**DOCUMENT EXCERPT**
--

Yes, disciple-making is a huge win. No argument from me. But directed disciple-making, strategic disciple-making, effective disciple-making – those come when someone wise is spending time in the harvest fields doing more than the actual harvesting. They’re prayerfully thinking about new fields, for one, but also about making sure the harvesters are as effective as possible.

(This is dumbing down the role of the college minister, although plenty would fit into those two categories – considering opportunities and maintaining effectiveness.)

The same could be said for lots of roles that college ministers often tend to assume: Recruiting freshmen. Social media. Leading small groups. Developing messages, even, although I recognize many feel this needs to be their main focus (and other college ministers regularly speak only a handful of times a year, which would surprise the other group).

It’s actually really valuable when college ministers participate in all these areas on occasion, reminding themselves of all that’s learned “on the front lines.” But college ministers who are filling their time in delegate-able areas need a plan to move some of that to students – for the students’ sakes, as well as the ministry’s. The strategic ministry work, from exegeting your context to discipling top leaders to assessing the effectiveness of everything you can – these can and should take a larger share than I fear they often do. But you have the chance to equip others for the rest, leaving yourself room to do what only you can do.

My wife and I are in the middle of moving, which has reminded me just how much I hate upheaval. But it’s a common part of life – just one that’s uncommon for the person experiencing it.

Your students face upheaval, too, but the nature of college ministry may mean you’re not in touch with what they’re facing. This is all the more true in the summer break. And the functions that do connect with them on a more intimate level – like small groups – may peter out in May and not rev up until September… leaving a good four months for students to face things rather alone (potentially).

Of course, there are lots of ways to address this – including making small groups work a little more perpetually. But since the dawn of a new school year is upon us, my push today is simply to find out how your students are doing as they enter the new school year. Get people on your staff or within your student leadership to make sure every student is “accounted for,” and that anyone coming back to a hard new situation OR having faced toughness over the summer is known, encouraged, and loved.

Many of your students won’t be facing trials right now. But for those in the midst of upheaval, the early touchpoint will be enormous.

--

**WORK TO COMPLETE**
[a] Transcribe the part of the college ministry passage starting with "Yes, disciple-making is" and going on through "effective as possible.".
[b] Please format as a JSON list of strings, one string per line and no blank lines, the lines of the rows starting with the line with "I would like" and going on through the line with "[[[94,139],[80,150],[199,150],[200,125]]]".
The college ministry passage and the rows have nothing to do with each other.

--

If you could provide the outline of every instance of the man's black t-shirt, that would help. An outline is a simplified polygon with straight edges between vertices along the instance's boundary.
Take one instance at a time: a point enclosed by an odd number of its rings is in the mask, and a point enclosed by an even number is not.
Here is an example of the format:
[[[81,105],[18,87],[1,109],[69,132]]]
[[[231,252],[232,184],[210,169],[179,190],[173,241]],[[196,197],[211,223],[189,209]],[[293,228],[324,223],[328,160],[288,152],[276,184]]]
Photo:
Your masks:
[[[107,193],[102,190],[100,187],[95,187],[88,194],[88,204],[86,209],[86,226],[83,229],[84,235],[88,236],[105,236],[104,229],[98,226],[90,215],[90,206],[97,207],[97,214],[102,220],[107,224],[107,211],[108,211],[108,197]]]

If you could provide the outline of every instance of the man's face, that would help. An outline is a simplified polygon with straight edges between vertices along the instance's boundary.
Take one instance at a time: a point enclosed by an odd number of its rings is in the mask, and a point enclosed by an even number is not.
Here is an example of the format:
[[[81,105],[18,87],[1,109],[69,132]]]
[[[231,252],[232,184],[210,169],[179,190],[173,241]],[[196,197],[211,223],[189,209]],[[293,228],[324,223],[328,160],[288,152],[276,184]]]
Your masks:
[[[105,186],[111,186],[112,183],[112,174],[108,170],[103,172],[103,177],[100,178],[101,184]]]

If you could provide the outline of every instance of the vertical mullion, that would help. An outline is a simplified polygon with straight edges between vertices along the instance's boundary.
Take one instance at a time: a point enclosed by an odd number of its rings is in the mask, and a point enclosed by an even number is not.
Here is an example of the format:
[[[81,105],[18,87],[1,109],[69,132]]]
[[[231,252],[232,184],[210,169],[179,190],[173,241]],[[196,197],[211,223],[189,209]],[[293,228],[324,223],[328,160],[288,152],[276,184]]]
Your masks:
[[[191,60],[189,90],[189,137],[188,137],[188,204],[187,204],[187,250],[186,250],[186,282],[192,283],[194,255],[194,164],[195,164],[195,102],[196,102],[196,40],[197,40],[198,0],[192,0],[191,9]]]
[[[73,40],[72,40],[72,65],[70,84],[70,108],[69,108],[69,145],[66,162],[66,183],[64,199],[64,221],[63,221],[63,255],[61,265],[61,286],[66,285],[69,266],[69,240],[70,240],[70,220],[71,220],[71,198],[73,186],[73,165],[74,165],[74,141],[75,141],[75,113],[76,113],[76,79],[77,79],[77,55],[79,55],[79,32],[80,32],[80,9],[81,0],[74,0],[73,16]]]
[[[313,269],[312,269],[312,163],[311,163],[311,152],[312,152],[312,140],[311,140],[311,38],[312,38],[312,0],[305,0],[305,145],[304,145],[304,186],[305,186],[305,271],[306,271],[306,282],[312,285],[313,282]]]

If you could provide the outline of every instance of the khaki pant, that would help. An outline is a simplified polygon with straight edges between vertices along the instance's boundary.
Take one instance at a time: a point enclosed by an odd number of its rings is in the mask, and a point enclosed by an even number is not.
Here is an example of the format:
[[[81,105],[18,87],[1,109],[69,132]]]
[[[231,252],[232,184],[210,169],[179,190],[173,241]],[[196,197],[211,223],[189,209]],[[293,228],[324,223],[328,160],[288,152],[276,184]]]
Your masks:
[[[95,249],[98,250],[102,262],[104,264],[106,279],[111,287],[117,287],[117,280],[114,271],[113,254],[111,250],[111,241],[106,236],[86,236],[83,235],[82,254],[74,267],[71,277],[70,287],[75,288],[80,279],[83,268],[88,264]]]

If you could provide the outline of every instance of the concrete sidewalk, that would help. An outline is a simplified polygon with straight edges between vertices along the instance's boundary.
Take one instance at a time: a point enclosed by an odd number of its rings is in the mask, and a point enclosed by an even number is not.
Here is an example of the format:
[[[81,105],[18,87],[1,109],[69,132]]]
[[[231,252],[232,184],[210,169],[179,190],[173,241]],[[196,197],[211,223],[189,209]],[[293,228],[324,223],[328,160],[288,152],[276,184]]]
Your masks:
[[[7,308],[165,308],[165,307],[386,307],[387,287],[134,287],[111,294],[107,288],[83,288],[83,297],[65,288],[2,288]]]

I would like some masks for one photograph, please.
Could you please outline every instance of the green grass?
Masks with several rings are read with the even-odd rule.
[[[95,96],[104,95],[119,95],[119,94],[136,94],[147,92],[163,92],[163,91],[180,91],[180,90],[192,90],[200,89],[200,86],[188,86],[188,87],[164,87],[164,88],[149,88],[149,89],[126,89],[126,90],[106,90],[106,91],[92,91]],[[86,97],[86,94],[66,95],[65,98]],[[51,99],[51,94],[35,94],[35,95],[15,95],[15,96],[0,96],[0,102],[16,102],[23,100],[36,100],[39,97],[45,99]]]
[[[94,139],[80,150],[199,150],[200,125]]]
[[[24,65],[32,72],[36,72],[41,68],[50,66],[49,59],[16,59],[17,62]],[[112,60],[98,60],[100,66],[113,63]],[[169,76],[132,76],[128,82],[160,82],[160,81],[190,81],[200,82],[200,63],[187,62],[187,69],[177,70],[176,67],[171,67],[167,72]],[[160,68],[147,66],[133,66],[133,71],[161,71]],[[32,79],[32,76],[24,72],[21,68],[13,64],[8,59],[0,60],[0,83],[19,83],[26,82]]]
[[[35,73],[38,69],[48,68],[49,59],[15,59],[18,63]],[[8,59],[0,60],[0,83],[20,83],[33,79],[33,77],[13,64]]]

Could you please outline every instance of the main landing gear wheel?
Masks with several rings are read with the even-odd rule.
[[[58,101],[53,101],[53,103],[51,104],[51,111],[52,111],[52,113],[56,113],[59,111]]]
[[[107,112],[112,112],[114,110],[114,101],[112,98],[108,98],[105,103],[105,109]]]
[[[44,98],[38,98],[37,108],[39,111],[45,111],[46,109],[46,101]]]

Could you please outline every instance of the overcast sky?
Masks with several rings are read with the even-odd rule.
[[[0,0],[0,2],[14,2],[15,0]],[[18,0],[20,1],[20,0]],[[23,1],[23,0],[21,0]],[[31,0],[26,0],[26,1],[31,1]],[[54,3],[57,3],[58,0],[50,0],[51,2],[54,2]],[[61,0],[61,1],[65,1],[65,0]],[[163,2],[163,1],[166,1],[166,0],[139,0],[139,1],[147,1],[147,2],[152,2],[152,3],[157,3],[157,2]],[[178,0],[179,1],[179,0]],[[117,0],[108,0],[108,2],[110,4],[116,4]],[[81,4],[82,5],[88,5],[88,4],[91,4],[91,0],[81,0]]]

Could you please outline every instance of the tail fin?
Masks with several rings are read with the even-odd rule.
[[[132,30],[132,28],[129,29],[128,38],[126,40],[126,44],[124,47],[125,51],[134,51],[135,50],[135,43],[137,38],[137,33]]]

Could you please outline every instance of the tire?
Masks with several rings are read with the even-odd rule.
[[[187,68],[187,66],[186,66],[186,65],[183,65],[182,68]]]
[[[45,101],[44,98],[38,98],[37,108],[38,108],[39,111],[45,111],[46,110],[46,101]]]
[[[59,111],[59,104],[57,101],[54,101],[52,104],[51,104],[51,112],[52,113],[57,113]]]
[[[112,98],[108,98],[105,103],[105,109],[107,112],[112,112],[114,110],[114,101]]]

--

**SOLUTION SET**
[a]
Yes, disciple-making is a huge win. No argument from me. But directed disciple-making, strategic disciple-making, effective disciple-making – those come when someone wise is spending time in the harvest fields doing more than the actual harvesting. They’re prayerfully thinking about new fields, for one, but also about making sure the harvesters are as effective as possible.

[b]
[
  "I would like some masks for one photograph, please.",
  "Could you please outline every instance of the green grass?",
  "Masks with several rings are read with the even-odd rule.",
  "[[[95,96],[104,95],[119,95],[119,94],[136,94],[147,92],[163,92],[163,91],[180,91],[180,90],[192,90],[200,89],[200,86],[188,86],[188,87],[164,87],[164,88],[149,88],[149,89],[126,89],[126,90],[106,90],[106,91],[92,91]],[[86,97],[86,94],[66,95],[65,98]],[[51,99],[51,94],[35,94],[35,95],[15,95],[15,96],[0,96],[0,102],[16,102],[23,100],[36,100],[39,97],[45,99]]]",
  "[[[94,139],[80,150],[199,150],[200,125]]]"
]